- _Your objective_: Gather every line below that contains the string "Target", copying each one unchanged.

** Begin The input **

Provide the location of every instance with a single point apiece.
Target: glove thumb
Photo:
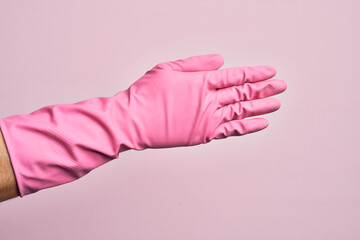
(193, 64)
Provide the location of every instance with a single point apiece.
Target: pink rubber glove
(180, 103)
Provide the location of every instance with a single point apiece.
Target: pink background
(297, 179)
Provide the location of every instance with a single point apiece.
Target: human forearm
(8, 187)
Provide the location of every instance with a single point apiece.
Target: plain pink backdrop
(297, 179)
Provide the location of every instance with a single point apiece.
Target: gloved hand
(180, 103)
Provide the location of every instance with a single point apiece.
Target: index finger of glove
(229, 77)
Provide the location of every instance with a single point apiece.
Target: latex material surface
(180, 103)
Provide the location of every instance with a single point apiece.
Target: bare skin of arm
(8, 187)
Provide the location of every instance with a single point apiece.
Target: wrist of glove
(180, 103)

** End The input **
** Begin The input **

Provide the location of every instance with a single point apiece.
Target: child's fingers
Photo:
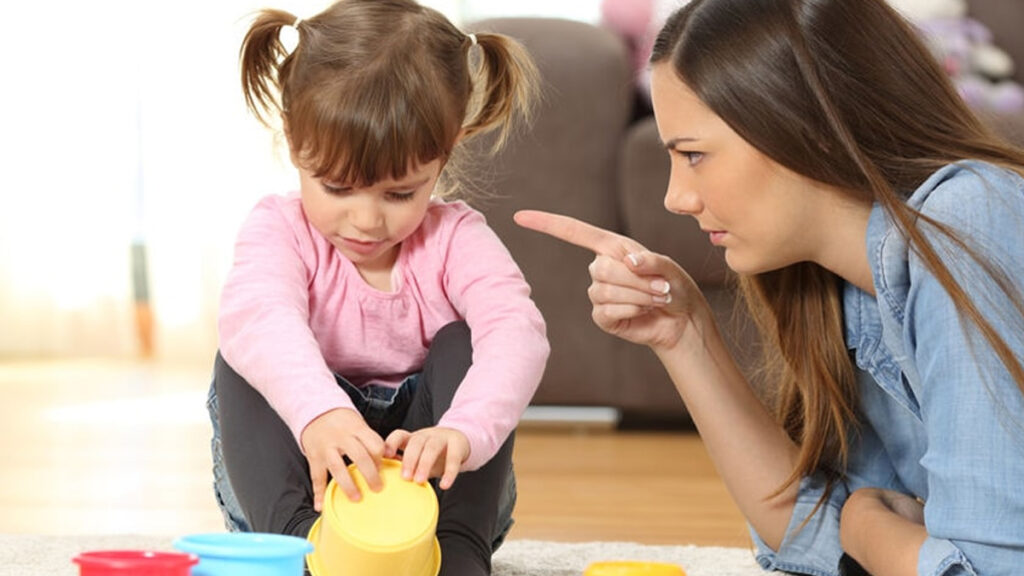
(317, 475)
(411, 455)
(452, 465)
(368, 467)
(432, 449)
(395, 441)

** End The input **

- _Exercise result_:
Target: glove thumb
Target: pink rubber glove
Target: pink background
Target: human forearm
Target: plain pink backdrop
Target: gloved hand
Target: index finger of glove
Target: latex material surface
Target: bare skin of arm
Target: wrist of glove
Target: child's fingers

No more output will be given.